▶ PROVIDED TEXT:
# The best antivirus BitDefender freeware version



## ilugd (Sep 5, 2006)

Well, I used to think Avast and then AVG were the best

*tech.cybernetnews.com/2006/09/04/and-the-best-antivirus-is/



> 1. Kaspersky version 6.0.0.303 - 99.62%
> 2. Active Virus Shield by AOL version 6.0.0.299 - 99.62%
> 3. F-Secure 2006 version 6.12.90 - 96.86%
> 4. BitDefender Professional version 9 - 96.63%
> ...


----------



## Anand_RF (Sep 5, 2006)

WTH Trend Micro Pc-cillin isn't even in the top 24. I switched over to Kaspersky just now after reading this post. Thanks man.


----------



## ilugd (Sep 5, 2006)

What sort of rating is this?

This is from bitdefender's site
*www.bitdefender.co.in/PRODUCT-14-en--BitDefender-8-Free-Edition.html


> BitDefender 8 Free Edition is an on-demand virus scanner, which is best used in a system recovery or forensics role. If you are on an "always-on" Internet connection, we strongly advise you to consider using a more complex antivirus solution.


----------



## ilugd (Sep 5, 2006)

Oops!!
__________
OK, I will try to get this closed


----------



## dpd_2006 (Sep 5, 2006)

ilugd said:
			
		

> Well, I used to think Avast and then AVG were the best
> 
> *tech.cybernetnews.com/2006/09/04/and-the-best-antivirus-is/



I too think that AVG is the best antivirus, presentation is very good
__________
using AVG now i become tension free


----------



## sabret00the (Sep 6, 2006)

Trend micro is aweful.


----------



## rocky_cool (Sep 6, 2006)

Avast Rulez Brothers


----------



## shivkumar (Sep 6, 2006)

I have been using avast for long time and is pretty satisfied. One info given that avast doesn't have web shield is not correct. It does have a web shield. Based on these result i am planning to try active shield from aol.


----------



## anandk (Sep 6, 2006)

bitdefender has one of the finest detection and removal rates. but as mentioned above, its free version is crippleware - no real-time protection. good to have it as a second option. avast/avg still the best 'first' freeware options !


----------



## LegendKiller (Sep 6, 2006)

i said this is in another thread as well. virus.gr isn't a very popular testing org with AV companies...
visit av-comparatives.org for latest ratings...


----------



## apoorva84 (Sep 15, 2006)

i downloaded aol active virus shield which is the same as kaspersky.

In fact it is powered by kaspersky.

try it.


----------



## mkmkmk (Sep 16, 2006)

since 1 yr i m with Trend micro..its one of best av......


----------



## Third Eye (Sep 16, 2006)

AVG Rules !!!!!!!!!!


----------



## EagerBeaver (Sep 16, 2006)

But sir wat is the use when there is no realtime protection. Avira or avg or avast have this realtime too...........................


----------



## nishant_nms (Sep 16, 2006)

Avast is the best free AV out there considering that it has got real time virus scanner which BitDefender lacks in the free version


----------

▶ PROBLEMS TO WORK ON:
[a] Summarize the antivirus forum thread in two sentences.
[b] Write out the part of the antivirus forum thread that starts at the words "Avast Rulez Brothers" and ends after "shield from aol.".

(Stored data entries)
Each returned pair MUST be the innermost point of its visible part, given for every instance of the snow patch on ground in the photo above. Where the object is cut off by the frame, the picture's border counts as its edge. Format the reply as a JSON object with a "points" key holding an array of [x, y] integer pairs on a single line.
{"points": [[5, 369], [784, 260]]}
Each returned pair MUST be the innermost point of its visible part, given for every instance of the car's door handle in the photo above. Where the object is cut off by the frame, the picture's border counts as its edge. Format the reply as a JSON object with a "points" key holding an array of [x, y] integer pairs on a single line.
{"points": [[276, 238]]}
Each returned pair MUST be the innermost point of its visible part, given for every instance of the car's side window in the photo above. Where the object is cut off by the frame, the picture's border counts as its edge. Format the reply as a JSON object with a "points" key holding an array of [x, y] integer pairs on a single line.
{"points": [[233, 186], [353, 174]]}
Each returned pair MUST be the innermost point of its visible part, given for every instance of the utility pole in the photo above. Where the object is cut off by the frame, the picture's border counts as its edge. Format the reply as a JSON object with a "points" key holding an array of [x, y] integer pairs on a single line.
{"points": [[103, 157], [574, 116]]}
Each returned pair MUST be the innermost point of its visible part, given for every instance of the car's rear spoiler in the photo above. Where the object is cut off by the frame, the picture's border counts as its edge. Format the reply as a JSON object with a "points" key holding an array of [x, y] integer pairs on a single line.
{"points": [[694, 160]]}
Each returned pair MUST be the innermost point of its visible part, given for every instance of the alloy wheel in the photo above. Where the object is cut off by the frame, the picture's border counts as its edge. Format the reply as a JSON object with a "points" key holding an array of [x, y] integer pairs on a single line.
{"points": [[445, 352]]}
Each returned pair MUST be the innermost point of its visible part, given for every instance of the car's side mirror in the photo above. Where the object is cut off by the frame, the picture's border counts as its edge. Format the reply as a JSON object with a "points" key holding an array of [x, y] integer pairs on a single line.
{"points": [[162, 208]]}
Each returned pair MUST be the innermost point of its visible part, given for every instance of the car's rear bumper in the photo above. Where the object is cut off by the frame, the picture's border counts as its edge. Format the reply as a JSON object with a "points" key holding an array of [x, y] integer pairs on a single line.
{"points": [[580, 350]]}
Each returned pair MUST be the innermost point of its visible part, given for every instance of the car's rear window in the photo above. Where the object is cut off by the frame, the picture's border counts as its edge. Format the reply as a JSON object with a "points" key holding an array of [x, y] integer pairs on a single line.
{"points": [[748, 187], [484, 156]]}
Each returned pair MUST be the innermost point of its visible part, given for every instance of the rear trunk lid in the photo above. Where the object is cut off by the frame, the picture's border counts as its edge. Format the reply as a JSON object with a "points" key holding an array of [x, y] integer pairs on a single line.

▶ EXPECTED RESPONSES:
[a] A poster links to a ranking that puts Kaspersky and AOL's Active Virus Shield at the top, then quotes BitDefender's own site describing its free edition as an on-demand scanner. Other replies back Avast, AVG, or Trend Micro, and several note that the free BitDefender lacks the real-time protection that Avast and AVG offer.

[b]
Avast Rulez Brothers


----------



## shivkumar (Sep 6, 2006)

I have been using avast for long time and is pretty satisfied. One info given that avast doesn't have web shield is not correct. It does have a web shield. Based on these result i am planning to try active shield from aol.